Problem to solve: Update the entries starting at the line that contains "Where can the pendant" and ending at the end of the entries, replacing "beige carpet" with "tan carpet" and changing nothing else. Leave the pictures out of your answer.

Extracted records:
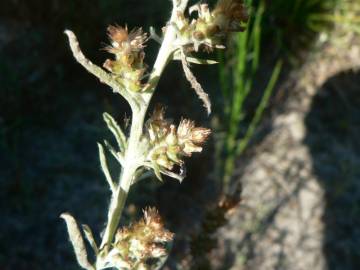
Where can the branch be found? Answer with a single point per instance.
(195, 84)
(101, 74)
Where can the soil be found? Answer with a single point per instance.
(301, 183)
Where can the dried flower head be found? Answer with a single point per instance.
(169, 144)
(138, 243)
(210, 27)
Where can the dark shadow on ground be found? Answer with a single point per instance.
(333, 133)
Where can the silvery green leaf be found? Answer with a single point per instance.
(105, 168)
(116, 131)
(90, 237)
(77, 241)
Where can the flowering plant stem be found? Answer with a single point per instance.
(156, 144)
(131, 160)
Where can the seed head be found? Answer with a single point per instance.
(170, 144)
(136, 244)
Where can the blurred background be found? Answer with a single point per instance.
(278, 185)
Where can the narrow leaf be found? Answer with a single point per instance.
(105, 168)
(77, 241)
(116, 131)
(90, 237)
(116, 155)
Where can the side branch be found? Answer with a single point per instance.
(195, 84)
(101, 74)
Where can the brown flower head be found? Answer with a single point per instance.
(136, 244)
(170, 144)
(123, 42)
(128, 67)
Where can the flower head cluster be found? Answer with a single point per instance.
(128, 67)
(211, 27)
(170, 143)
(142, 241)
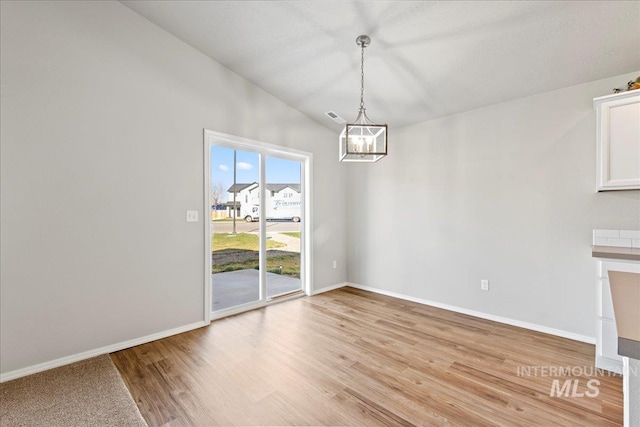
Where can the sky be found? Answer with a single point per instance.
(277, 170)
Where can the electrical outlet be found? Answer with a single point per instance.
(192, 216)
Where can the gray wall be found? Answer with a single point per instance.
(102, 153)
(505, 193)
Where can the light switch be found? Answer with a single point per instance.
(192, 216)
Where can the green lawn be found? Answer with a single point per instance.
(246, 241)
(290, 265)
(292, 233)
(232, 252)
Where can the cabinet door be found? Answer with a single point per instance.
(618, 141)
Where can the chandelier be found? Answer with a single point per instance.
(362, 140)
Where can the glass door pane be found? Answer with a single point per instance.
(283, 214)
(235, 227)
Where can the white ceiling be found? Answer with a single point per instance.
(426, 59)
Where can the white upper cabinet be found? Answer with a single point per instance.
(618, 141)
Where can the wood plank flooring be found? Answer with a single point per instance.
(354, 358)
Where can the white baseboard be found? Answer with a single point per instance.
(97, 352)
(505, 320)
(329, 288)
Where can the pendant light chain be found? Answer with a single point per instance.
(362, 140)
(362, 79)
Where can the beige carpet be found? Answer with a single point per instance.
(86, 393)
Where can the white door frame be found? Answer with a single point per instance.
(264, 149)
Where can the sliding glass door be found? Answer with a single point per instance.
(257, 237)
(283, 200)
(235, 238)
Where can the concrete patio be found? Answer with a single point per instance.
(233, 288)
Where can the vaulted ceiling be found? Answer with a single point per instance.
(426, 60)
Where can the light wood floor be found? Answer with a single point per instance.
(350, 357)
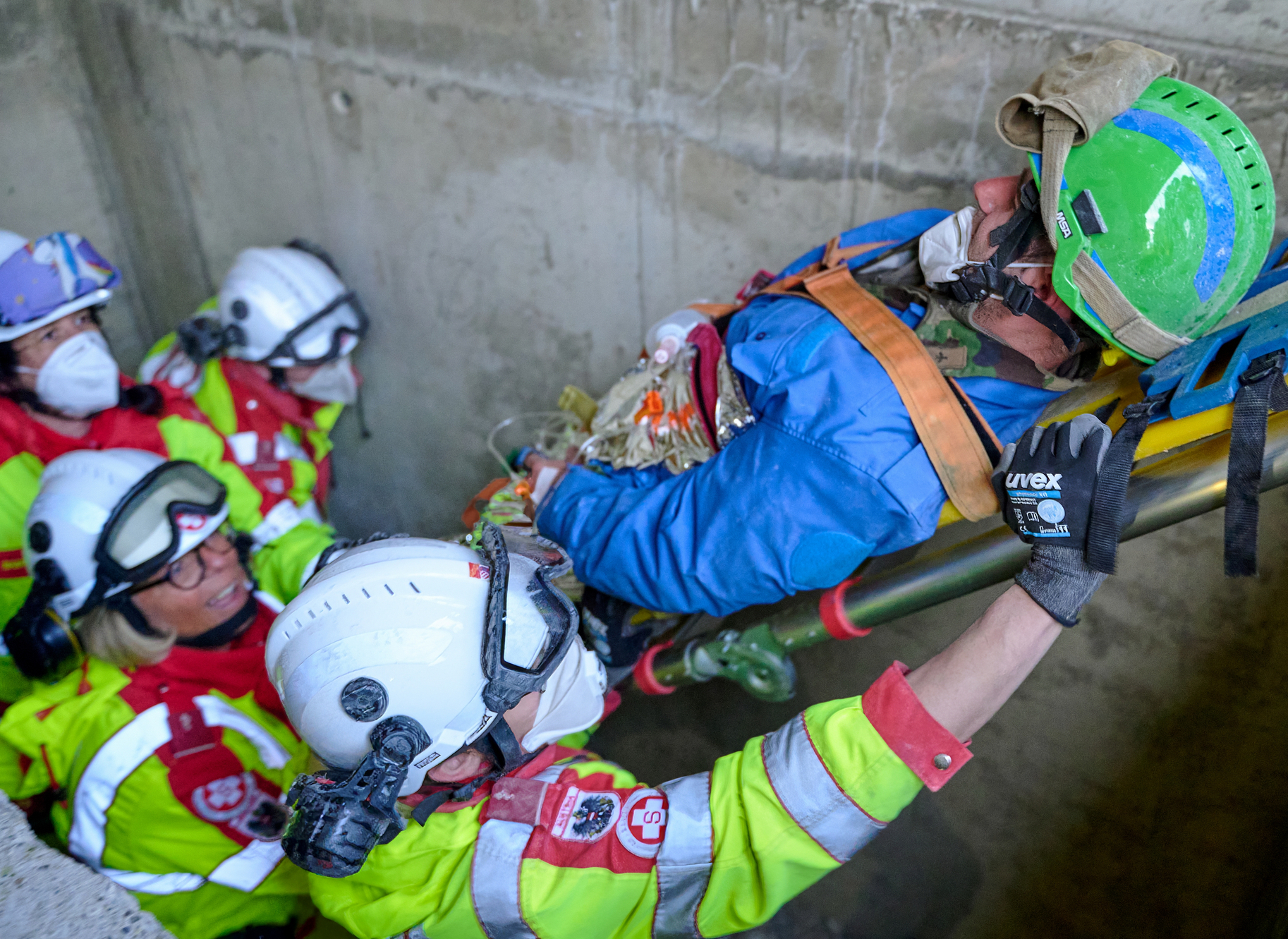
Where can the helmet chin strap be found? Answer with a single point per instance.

Exercise result:
Where can the pendant light chain be found? Answer with a single point per instance.
(362, 140)
(362, 79)
Where can the tan carpet be found? Answer with a single point per instance.
(86, 393)
Where can the white door frame be found? Answer with a single point per instance.
(264, 149)
Where can the sliding glass door be found? Answer with a single point per instance.
(257, 237)
(283, 200)
(235, 238)
Where can the concrete patio be found? Answer with a single point per instance.
(233, 288)
Where can the vaulted ceiling be found? Answer with a single point per instance.
(426, 60)
Where can the light wood floor be found? Answer with a single point per instance.
(350, 357)
Where can the helmet chin strap be found? Answer with a single point per instance.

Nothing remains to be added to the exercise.